> [Problem]
Show every line from the entries that follow which holds the word "child".

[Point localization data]
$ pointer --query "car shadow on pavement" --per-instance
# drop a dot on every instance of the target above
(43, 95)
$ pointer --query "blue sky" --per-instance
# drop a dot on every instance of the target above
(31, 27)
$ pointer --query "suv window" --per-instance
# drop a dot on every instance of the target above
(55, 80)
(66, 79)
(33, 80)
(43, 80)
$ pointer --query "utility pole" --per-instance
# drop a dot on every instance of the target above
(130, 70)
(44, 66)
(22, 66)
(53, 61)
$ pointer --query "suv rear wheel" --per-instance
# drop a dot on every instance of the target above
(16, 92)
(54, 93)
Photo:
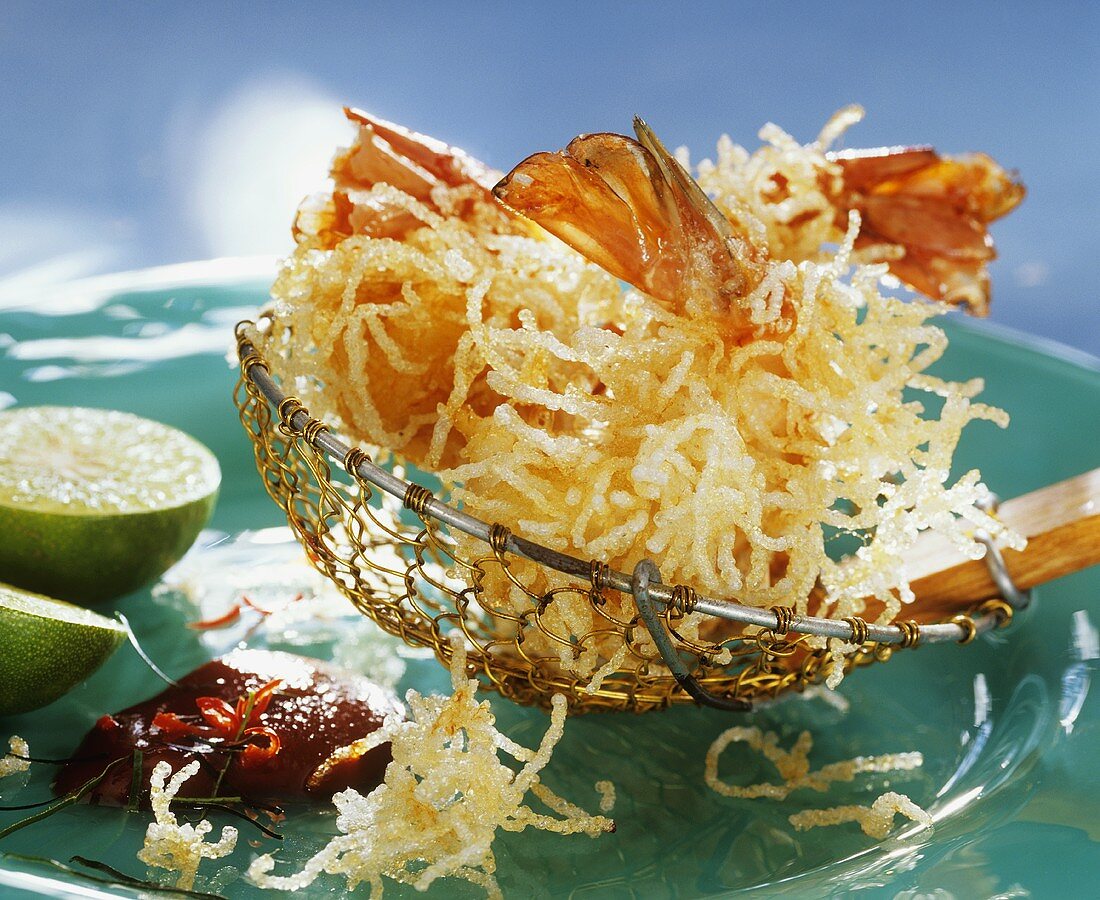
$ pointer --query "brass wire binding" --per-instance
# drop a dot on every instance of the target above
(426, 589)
---
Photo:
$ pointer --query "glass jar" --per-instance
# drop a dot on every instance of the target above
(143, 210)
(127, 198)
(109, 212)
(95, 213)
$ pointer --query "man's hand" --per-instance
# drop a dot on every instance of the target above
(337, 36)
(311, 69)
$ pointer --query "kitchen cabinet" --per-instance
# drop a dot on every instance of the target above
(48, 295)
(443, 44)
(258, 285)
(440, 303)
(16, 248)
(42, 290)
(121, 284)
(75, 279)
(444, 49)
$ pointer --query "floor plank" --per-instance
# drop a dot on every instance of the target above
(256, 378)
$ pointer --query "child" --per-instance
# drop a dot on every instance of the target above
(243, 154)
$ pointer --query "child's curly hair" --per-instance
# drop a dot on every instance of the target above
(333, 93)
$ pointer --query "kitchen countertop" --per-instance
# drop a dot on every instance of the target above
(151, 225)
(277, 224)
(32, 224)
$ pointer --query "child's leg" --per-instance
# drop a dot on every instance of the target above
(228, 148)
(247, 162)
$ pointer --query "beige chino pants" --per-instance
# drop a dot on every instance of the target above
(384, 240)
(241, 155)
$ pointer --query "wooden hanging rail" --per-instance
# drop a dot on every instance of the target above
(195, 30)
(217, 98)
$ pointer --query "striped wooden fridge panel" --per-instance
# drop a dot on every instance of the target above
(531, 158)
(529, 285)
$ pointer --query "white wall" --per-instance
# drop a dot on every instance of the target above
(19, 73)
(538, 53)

> [Your solution]
$ pointer --query "child" --per-instance
$ pointer --query "child's curly hair" --per-instance
$ pointer --query "child's leg" --per-instance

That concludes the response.